## EXERCISE PROMPT
Please render everything from the line containing "In the picture above, where can the green" down to the end of the entries as a two-column CSV with the columns text and answer. Give one row per entry, put each value in a single quoted field, and replace any line breaks with spaces.

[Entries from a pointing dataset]
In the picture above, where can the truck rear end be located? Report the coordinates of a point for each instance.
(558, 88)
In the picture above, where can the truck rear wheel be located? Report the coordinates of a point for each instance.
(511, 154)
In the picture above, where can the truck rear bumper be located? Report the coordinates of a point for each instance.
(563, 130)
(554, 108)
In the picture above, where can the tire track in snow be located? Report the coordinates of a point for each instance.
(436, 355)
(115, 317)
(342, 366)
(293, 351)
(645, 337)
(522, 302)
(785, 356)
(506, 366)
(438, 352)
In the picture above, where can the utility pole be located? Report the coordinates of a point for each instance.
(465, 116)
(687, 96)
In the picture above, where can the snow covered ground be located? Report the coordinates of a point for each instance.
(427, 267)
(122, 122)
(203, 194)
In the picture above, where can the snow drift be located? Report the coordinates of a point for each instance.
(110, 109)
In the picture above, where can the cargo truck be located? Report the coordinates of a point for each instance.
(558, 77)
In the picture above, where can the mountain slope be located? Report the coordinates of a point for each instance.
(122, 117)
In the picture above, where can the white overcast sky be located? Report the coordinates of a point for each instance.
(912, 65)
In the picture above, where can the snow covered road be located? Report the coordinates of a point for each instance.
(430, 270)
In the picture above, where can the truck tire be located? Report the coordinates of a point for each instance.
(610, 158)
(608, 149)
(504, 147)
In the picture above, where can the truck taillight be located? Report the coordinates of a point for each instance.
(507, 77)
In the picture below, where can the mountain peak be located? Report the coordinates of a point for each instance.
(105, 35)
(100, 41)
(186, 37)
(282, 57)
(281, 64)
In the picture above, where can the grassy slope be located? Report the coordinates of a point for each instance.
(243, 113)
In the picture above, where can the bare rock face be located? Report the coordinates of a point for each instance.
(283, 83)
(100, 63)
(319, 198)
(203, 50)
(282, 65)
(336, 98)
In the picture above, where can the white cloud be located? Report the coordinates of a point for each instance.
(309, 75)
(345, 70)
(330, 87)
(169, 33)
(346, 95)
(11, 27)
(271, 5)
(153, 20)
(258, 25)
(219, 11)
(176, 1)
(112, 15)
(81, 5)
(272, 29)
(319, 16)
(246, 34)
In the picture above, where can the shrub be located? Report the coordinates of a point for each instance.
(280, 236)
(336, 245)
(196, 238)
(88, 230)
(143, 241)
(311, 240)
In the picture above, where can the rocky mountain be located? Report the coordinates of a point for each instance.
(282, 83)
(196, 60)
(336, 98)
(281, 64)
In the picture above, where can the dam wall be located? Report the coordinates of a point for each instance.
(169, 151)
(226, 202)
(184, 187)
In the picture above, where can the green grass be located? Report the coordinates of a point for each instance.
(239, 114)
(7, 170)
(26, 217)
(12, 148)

## ANSWER TO THIS EXERCISE
text,answer
"In the picture above, where can the green grass be located? Report the coordinates of a point for each instance.","(239, 114) (7, 170) (26, 217) (12, 148)"